What is required = Copy out every record below with complete accuracy.

+++ Dataset content +++

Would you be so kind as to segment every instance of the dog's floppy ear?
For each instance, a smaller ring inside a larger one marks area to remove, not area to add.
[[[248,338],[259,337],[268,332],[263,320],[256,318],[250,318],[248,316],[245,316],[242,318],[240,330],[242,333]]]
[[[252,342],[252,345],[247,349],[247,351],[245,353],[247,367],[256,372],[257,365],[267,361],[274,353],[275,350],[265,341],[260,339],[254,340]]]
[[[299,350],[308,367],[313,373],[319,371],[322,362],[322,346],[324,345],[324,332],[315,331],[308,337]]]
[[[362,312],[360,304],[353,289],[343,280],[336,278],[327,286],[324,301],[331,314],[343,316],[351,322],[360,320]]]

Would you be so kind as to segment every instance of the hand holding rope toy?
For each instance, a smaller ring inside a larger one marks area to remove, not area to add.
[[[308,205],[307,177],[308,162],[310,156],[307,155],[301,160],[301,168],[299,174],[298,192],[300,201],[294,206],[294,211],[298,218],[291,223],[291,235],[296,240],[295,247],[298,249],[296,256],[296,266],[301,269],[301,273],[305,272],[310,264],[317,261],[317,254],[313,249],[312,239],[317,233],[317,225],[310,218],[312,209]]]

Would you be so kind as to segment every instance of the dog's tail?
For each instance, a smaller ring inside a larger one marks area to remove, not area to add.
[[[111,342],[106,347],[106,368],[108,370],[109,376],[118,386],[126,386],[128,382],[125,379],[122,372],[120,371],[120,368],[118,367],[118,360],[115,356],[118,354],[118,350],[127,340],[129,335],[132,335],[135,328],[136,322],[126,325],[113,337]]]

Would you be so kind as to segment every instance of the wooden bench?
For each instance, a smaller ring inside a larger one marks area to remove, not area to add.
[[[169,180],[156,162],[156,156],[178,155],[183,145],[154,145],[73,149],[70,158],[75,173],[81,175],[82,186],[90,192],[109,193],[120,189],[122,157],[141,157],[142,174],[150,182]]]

+++

The output =
Would you be so kind as to segment every instance of the dog's floppy ear?
For each instance, a smaller ring inside a larger one marks area to remove, not area to add.
[[[248,338],[259,337],[268,332],[263,320],[256,318],[250,318],[248,316],[245,316],[242,318],[240,330],[242,333]]]
[[[252,342],[252,345],[247,349],[247,351],[245,353],[247,367],[256,372],[257,365],[267,361],[274,353],[275,350],[265,341],[260,339],[254,340]]]
[[[299,350],[308,367],[313,373],[319,371],[322,362],[322,346],[324,345],[324,332],[315,331],[308,337]]]
[[[362,312],[360,304],[353,289],[343,280],[336,278],[327,286],[324,301],[331,314],[343,316],[351,322],[360,320]]]

Would you be so kind as to segment every instance of the hand holding rope toy?
For each instance, a smaller ring inside a larger one marks area to remove, not area to add.
[[[308,205],[307,177],[308,162],[310,156],[307,155],[301,160],[301,168],[299,174],[298,192],[300,201],[294,206],[294,211],[298,218],[291,223],[291,235],[296,240],[295,247],[298,249],[296,256],[296,266],[301,269],[301,273],[305,272],[310,264],[317,261],[317,254],[313,249],[312,239],[317,233],[317,225],[310,218],[312,209]]]

Would you be so kind as to segment every instance of the dog's tail?
For each instance, a smaller ring inside a larger one marks area to remove, not area to add.
[[[111,342],[106,347],[106,368],[108,370],[109,376],[118,386],[126,386],[128,382],[125,379],[122,372],[120,371],[120,368],[118,367],[118,360],[115,356],[118,354],[118,350],[127,340],[129,335],[132,335],[135,328],[136,322],[126,325],[113,337]]]

Would you be so kind as to segment every instance of the wooden bench?
For each instance, a smaller ring inside a larger one marks area to remove, not area to add.
[[[169,180],[156,162],[156,156],[178,155],[183,145],[154,145],[73,149],[70,158],[75,173],[81,175],[82,186],[90,192],[109,193],[120,189],[122,157],[141,157],[142,174],[150,182]]]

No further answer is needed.